> [PROBLEM TO SOLVE]:
Copy the entries from the line containing "Mark the woman" through the line containing "Mark the white t-shirt, one", substituting "person" for "woman" and leaving all else unchanged.

> [AVAILABLE DATA]:
********************

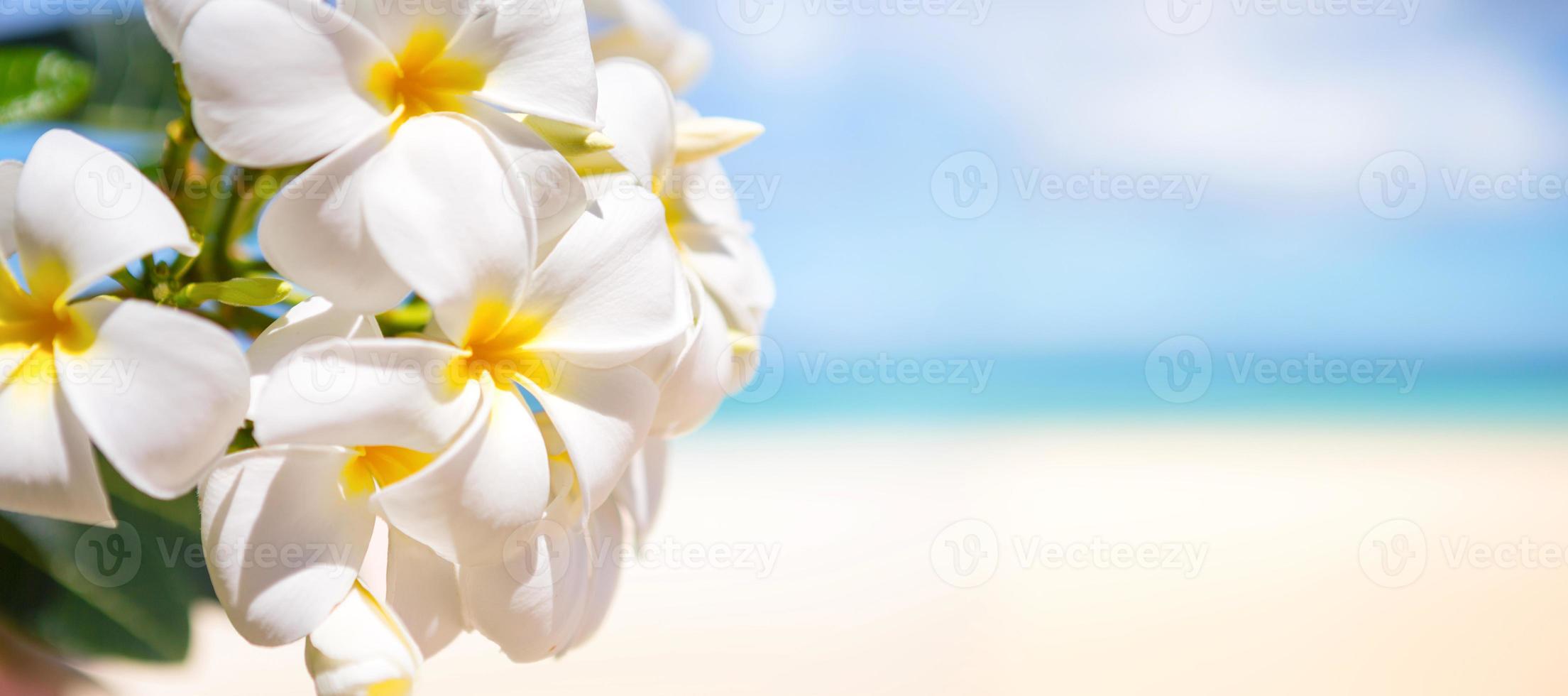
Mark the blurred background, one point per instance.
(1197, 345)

********************

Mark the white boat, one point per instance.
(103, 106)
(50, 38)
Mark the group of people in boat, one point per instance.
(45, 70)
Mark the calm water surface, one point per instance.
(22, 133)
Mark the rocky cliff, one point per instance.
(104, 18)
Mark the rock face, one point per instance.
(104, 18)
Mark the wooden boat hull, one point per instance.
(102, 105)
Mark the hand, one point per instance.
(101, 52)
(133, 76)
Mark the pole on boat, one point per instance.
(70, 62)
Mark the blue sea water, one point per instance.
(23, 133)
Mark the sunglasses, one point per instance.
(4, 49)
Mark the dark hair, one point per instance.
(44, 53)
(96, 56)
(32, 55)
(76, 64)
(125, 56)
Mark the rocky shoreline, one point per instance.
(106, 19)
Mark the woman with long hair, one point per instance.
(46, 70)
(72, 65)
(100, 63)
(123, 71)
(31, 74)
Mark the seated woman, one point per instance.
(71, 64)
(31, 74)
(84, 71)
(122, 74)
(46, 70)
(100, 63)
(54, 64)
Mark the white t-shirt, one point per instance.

********************

> [THE RESULT]:
Mark the person with long hair, one point per instance.
(46, 70)
(72, 65)
(100, 63)
(123, 71)
(31, 74)
Mark the seated person, one point per instance.
(71, 64)
(31, 74)
(84, 71)
(122, 74)
(46, 70)
(100, 63)
(54, 64)
Mark the white t-shirt, one point per instance.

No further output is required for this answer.